§ **Data records**:
···

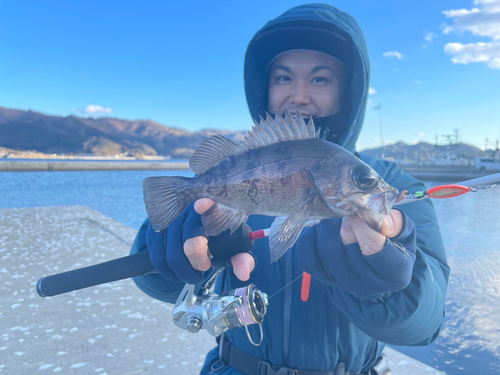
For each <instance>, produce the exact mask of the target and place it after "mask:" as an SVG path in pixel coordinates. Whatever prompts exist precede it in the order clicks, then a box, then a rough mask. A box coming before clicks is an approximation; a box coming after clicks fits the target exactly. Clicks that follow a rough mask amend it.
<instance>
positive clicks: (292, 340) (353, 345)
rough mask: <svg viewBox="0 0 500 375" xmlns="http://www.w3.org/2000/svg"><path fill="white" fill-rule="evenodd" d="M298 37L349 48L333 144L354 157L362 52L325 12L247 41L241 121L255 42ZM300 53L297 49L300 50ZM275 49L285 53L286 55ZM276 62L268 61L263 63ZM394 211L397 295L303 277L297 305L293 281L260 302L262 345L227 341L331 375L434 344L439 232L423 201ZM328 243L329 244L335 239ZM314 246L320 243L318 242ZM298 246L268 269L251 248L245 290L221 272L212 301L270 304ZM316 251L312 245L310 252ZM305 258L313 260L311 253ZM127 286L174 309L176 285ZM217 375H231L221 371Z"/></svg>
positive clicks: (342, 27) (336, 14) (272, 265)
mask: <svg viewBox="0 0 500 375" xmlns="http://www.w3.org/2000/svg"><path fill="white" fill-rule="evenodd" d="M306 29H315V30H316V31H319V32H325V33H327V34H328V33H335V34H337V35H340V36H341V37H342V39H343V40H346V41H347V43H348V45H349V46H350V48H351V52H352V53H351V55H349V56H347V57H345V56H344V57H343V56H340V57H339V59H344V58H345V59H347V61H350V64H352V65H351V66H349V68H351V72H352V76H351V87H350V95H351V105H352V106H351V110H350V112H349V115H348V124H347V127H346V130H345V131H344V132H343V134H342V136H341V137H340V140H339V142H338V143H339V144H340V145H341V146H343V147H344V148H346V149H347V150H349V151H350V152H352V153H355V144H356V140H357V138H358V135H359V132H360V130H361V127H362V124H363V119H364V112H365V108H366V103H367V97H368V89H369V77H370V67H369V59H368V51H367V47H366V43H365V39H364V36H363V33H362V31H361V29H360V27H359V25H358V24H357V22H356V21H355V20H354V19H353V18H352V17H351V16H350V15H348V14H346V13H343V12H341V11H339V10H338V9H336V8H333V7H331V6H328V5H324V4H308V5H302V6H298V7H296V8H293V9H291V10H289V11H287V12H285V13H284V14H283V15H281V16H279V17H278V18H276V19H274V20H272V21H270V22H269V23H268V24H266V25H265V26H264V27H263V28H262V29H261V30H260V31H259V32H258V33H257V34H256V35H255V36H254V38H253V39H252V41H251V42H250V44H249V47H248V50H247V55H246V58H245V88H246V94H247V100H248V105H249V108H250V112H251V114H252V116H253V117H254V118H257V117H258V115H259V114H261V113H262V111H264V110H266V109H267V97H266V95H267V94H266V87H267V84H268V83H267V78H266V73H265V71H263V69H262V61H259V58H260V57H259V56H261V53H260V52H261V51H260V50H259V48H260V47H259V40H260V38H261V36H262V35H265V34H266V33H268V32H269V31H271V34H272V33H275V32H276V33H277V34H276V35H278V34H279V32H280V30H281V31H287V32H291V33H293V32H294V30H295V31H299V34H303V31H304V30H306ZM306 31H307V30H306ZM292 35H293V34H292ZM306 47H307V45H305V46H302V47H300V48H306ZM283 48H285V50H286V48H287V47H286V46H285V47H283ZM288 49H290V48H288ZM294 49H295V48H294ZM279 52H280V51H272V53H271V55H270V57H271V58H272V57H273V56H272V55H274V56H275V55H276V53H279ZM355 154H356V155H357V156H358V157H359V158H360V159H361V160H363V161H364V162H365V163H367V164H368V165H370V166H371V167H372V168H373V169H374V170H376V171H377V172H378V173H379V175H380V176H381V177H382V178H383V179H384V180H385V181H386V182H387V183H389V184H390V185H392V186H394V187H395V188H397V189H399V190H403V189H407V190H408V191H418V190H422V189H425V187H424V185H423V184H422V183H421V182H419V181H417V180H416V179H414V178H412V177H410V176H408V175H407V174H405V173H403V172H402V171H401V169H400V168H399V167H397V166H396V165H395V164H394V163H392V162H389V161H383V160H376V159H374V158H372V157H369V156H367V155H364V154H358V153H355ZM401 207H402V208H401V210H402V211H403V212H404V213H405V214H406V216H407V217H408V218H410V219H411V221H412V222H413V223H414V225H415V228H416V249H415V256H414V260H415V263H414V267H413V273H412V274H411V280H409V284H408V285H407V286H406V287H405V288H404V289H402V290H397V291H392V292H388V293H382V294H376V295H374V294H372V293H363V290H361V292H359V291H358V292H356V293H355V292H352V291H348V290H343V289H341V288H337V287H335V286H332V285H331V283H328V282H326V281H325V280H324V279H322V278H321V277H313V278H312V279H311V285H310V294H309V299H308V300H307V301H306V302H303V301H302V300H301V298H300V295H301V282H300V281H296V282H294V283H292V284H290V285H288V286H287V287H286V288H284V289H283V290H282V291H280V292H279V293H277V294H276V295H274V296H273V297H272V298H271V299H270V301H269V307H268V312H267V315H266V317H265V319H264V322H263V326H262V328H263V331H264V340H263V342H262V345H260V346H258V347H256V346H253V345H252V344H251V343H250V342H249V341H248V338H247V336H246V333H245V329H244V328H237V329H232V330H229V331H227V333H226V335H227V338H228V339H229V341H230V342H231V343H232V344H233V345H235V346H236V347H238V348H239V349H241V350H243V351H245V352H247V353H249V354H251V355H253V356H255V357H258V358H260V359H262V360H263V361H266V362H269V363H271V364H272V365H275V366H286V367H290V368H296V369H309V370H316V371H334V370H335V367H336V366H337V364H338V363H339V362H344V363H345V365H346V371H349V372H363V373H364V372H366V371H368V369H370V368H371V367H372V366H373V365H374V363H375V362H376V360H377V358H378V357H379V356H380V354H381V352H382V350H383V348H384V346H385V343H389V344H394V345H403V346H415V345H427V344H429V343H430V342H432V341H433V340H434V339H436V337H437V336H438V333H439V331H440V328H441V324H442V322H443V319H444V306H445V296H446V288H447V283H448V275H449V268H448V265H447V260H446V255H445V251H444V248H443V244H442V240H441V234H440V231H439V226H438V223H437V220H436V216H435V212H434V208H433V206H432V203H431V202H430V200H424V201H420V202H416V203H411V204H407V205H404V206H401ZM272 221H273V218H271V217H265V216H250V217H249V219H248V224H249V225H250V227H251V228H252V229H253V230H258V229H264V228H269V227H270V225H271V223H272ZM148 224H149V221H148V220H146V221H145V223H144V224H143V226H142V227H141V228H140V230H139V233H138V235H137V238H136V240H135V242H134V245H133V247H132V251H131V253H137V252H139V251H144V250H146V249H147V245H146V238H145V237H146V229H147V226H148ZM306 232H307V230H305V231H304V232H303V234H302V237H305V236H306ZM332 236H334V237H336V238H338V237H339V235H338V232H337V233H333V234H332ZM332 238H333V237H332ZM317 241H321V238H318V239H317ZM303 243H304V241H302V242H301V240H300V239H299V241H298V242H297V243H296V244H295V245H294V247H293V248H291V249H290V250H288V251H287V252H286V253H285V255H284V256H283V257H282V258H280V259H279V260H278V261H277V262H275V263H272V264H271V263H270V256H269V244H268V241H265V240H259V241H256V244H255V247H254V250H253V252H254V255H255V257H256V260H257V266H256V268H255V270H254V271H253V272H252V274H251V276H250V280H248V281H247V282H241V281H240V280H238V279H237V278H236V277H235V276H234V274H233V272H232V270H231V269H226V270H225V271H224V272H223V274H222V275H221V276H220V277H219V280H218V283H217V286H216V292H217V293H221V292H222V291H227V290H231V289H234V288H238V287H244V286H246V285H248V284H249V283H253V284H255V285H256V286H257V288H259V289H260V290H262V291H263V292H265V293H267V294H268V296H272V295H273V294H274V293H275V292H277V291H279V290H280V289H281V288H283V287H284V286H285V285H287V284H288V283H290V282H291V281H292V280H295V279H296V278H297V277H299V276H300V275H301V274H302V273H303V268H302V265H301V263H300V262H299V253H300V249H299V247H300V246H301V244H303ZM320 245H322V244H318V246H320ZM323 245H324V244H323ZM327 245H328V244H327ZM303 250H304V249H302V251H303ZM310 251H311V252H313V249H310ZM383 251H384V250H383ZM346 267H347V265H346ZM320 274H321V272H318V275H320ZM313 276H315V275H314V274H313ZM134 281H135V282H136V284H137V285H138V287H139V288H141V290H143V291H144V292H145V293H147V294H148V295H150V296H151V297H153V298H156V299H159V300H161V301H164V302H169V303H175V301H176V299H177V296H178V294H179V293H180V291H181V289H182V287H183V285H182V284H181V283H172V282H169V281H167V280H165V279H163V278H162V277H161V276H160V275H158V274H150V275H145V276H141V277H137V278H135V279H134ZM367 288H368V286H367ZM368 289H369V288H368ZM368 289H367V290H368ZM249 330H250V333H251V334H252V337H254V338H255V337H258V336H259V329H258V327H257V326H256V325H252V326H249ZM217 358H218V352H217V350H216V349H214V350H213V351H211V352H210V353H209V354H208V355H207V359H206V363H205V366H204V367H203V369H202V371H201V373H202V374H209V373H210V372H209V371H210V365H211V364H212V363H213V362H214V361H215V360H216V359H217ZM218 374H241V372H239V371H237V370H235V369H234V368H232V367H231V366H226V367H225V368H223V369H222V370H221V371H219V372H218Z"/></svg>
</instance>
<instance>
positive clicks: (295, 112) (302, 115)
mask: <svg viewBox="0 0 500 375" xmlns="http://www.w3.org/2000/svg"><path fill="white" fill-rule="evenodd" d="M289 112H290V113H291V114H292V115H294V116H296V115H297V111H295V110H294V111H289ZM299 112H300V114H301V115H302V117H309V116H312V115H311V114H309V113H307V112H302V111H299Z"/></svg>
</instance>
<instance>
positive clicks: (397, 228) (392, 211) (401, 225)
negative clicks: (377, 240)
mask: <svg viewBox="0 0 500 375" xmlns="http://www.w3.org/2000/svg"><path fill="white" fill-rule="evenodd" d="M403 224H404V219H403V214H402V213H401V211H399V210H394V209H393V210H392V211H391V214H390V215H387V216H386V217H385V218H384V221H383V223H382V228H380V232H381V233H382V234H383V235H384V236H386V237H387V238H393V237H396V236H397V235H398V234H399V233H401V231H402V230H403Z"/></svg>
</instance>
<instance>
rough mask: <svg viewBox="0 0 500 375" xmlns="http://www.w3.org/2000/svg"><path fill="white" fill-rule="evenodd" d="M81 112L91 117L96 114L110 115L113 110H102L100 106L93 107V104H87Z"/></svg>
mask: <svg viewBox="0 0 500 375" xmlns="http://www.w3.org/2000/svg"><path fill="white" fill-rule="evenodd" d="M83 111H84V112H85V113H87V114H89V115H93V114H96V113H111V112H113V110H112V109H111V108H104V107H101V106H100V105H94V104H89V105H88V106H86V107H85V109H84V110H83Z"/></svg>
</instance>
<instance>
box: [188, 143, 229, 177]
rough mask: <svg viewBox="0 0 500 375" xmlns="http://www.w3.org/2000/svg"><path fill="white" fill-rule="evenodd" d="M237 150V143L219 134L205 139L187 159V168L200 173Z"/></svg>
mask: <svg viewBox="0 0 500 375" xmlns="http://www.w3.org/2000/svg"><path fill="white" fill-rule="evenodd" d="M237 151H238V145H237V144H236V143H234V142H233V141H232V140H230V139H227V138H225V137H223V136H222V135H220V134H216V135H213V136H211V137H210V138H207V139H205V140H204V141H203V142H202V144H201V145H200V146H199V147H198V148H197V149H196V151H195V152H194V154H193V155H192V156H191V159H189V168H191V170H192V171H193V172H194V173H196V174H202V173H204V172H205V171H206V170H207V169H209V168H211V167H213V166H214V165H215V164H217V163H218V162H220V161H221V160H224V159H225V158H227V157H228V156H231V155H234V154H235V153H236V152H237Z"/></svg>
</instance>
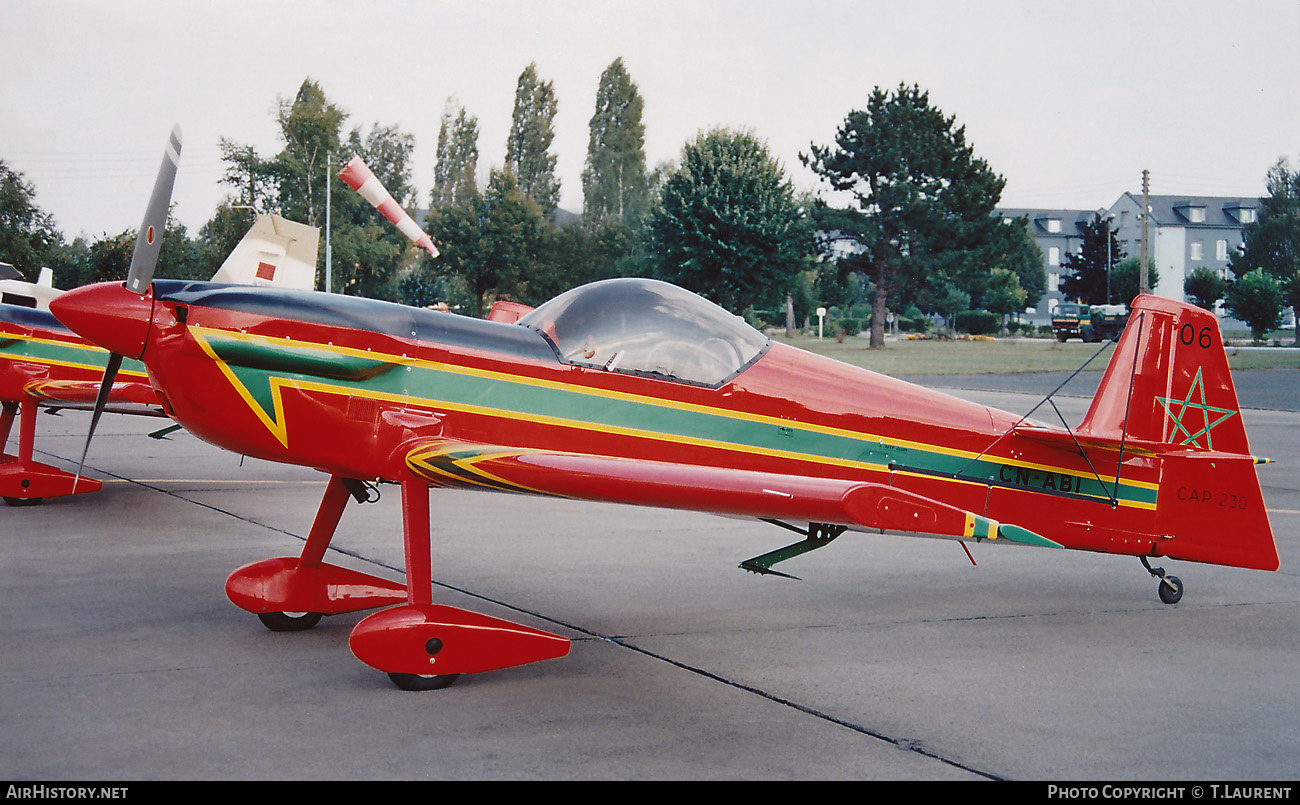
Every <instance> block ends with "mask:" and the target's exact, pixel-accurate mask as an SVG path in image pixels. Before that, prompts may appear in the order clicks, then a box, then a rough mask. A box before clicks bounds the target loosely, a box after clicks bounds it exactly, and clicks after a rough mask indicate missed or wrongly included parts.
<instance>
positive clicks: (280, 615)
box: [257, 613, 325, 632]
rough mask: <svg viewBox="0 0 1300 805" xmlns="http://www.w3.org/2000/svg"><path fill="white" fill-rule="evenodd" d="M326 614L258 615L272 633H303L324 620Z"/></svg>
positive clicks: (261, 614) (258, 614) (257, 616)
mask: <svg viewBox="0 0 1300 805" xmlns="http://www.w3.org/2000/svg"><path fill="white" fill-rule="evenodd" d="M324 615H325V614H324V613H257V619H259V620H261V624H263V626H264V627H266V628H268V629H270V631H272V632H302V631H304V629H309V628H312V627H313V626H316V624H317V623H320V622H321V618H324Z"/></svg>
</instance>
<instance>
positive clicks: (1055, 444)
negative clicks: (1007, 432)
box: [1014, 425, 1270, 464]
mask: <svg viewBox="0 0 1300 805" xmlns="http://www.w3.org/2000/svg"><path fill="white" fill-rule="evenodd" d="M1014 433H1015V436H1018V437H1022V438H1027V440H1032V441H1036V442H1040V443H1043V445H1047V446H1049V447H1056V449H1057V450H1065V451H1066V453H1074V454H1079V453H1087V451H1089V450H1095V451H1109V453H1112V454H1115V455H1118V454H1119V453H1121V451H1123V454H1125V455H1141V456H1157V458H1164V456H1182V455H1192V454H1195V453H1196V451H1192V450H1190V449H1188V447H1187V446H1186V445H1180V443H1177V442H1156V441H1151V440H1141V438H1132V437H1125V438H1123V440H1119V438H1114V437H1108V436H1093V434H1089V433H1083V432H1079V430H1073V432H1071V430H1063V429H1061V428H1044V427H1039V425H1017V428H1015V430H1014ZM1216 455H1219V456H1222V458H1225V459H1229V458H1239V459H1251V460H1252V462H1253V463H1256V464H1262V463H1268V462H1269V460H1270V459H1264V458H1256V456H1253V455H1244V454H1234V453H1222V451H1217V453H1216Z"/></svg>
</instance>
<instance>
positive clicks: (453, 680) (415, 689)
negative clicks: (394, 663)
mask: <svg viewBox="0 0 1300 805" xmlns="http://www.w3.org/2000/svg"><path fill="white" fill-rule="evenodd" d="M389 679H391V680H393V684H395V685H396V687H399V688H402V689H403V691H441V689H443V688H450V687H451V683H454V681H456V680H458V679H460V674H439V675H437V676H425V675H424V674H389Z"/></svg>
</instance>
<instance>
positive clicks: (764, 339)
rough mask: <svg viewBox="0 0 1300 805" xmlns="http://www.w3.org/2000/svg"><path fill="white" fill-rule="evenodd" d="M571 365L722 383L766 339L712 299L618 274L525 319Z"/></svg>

···

§ **Activity**:
From the opening line of the entries, copy each line exactly until the line with "positive clicks: (292, 340) (353, 345)", which is copied as well; leave out pictures.

§ **Written response**:
For each <instance>, produce the exact mask of the target and place it after "mask:" as an SVG path in pixel coordinates. Whatever prompts exist precede it in the order clicks, then a box, then a rough mask. A box coming before clicks is an approximation; a box coming after clicks fits the target exactly. Clicks that follow a rough mask amend it.
<instance>
positive clicks: (292, 340) (353, 345)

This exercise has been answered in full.